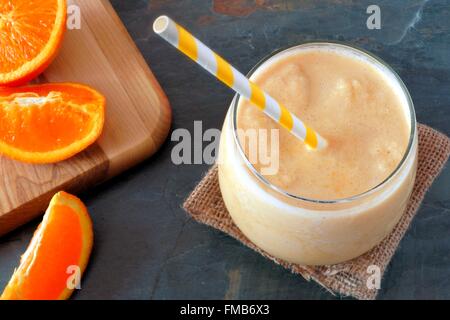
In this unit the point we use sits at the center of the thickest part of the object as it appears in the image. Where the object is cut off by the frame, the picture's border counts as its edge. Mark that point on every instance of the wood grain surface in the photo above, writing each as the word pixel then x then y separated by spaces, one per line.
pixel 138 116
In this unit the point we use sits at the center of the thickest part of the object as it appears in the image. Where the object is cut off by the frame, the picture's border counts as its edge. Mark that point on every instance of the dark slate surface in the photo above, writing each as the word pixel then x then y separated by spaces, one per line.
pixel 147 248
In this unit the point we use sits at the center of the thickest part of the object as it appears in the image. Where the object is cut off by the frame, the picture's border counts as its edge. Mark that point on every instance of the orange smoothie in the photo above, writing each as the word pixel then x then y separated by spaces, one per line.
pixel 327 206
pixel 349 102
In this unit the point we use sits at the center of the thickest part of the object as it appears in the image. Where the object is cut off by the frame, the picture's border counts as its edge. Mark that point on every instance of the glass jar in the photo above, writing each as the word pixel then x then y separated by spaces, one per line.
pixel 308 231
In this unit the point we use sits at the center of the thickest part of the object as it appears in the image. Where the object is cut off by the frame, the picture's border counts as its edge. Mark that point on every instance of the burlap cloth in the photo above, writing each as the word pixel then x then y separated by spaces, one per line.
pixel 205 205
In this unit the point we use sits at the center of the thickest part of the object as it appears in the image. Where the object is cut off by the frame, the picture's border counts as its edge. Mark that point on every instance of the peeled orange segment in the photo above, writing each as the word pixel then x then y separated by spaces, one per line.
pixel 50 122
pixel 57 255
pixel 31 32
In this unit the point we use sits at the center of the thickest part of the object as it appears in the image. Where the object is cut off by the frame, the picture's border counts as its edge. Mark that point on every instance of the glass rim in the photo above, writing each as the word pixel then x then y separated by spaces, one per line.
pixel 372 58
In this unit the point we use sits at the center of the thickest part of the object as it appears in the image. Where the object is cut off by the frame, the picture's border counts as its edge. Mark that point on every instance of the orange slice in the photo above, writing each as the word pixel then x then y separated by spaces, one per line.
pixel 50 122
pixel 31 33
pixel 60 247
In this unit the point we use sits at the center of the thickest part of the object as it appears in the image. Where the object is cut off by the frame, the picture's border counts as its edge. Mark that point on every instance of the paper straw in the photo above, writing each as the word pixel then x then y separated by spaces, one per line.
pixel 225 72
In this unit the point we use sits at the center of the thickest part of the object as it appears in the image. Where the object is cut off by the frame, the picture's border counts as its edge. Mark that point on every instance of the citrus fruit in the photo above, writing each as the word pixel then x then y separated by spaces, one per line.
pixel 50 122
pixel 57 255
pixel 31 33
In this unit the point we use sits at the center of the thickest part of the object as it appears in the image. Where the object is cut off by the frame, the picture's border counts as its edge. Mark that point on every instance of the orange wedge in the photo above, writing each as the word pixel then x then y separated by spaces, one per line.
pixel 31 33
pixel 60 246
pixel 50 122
...
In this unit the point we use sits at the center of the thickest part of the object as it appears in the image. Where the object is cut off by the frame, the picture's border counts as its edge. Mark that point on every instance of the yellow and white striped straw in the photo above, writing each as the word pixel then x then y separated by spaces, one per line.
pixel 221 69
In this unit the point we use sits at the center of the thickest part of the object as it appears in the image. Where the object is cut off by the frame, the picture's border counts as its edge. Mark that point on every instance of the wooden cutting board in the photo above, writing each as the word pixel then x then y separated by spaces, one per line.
---
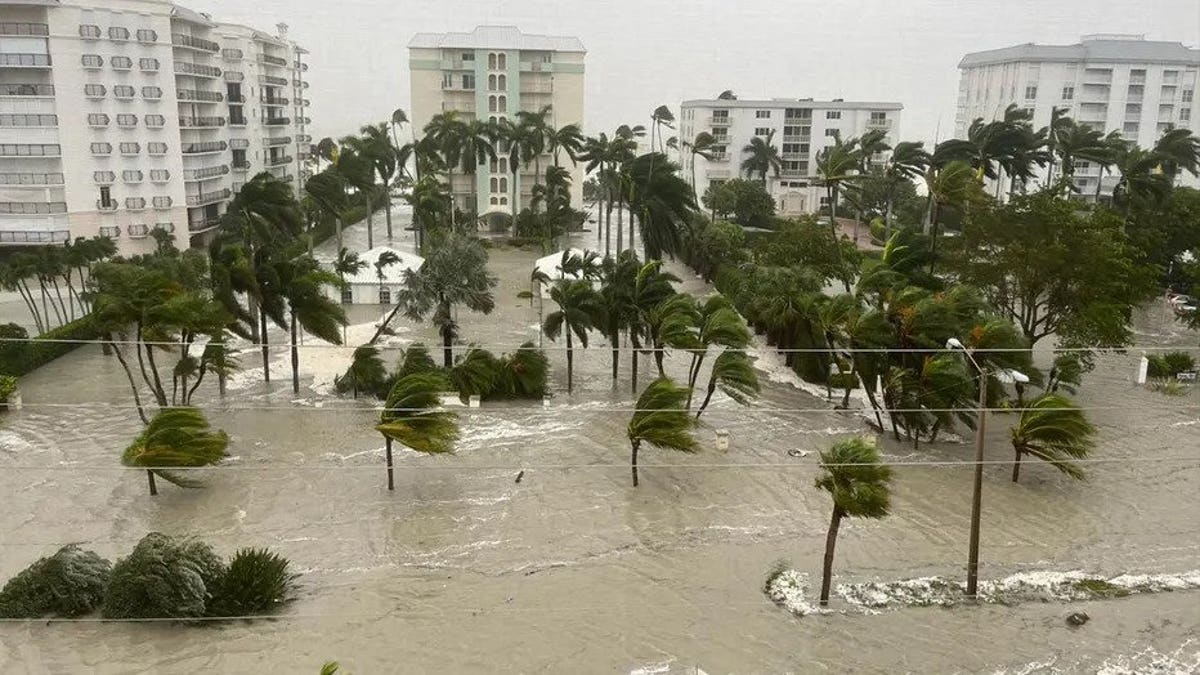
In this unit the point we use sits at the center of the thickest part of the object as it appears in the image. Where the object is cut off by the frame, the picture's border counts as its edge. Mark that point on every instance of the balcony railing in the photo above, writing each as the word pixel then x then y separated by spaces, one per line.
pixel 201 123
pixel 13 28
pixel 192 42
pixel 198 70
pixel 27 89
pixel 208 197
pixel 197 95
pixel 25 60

§ Assignment
Print only what lies in the material above starting at the line with "of the yellow" and ending at the line with "of the wooden", every line exactly as given.

§ Solved exercise
In this unit the point we use sits at the center of the thickest part of the object as it appears in the image. Where the object is cut off by the frame, the picture's border counts as its edge. Mark that point on every instance of the yellow and white striped straw in the photo above, writing each as the word pixel then x then y separated by spaces, one per line.
pixel 221 69
In this unit the point we use sits at the center of the thickest part of the object as it appears in the image. Where the object is cut off by the frame, the picture's border counts as its edge. Mark that point on every instance of the wooden cutting board in the photo above, writing each as the word pixel then x then y separated by spaces, one per line.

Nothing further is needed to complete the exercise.